===== EXTRACT =====

Hiram couple pioneers organic farm

HIRAM, Ohio – What do you get when you combine a university philosophy professor and a marketing guru?

An organic farm, of course.

Molly Bartlett had always known that someday she would change career paths from marketing to something a little more outdoorsy. She hoped her husband, Ted Bartlett, a retired professor, would also go for the idea.

So she combined her love of the outdoors with her love of food and started Silver Creek Farm, a certified organic produce farm in Hiram, Ohio.

“Reading a cookbook is as interesting to me as reading a seed book – and as interesting to others as reading a novel,” said Molly, 56.

Metamorphosis. Although neither Molly nor Ted, 64, were raised on a farm, they raised their five children on a 5-acre patch of land where they grew their own produce.

However, this “small” garden soon felt too cramped for the Bartletts, and they decided to try out their green thumbs in a big way – by starting their own farm.

In 16 years, this farm has metamorphosed into a 70-acre commercial farm, which grows produce from arugula and zucchini to rhubarb and melons. In addition, they raise chickens, turkeys and a flock of 60 ewes.

Although the farm is 70 acres, only 20 acres are used for crop production and due to a four-year crop rotation, 12-15 acres are planted at any given time.

The Bartletts are devoted to educating people on food and where it comes from.

“You can’t go to a grocery store and find out about [how the weather is affecting the crops],” she said. “You don’t walk into a grocery store and hear, ‘Man, it’s a crummy growing season.'”

Filling in the gap. The Bartletts try to cover this information gap by welcoming not only classrooms to the farm but also adult groups. Molly estimates that 500 schoolchildren visit the farm each fall and 500 more each spring. She also estimates approximately 15 adult groups visit each year, ranging from garden clubs to a group from the Cleveland Natural History Museum.

===== INFORMATION SHOWN =====

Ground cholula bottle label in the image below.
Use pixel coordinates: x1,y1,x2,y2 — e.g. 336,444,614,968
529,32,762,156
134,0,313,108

=====

→ **WHAT TO WORK ON**
**a.** Please set down everything in the farm article from "Metamorphosis. Although neither" down to "any given time.".
**b.** According to the farm article, how many of the farm's acres are used for crop production?
The lines are separate from the farm article.

→ **FINAL RESULTS**
**a.**
Metamorphosis. Although neither Molly nor Ted, 64, were raised on a farm, they raised their five children on a 5-acre patch of land where they grew their own produce.

However, this “small” garden soon felt too cramped for the Bartletts, and they decided to try out their green thumbs in a big way – by starting their own farm.

In 16 years, this farm has metamorphosed into a 70-acre commercial farm, which grows produce from arugula and zucchini to rhubarb and melons. In addition, they raise chickens, turkeys and a flock of 60 ewes.

Although the farm is 70 acres, only 20 acres are used for crop production and due to a four-year crop rotation, 12-15 acres are planted at any given time.

**b.** 20 acres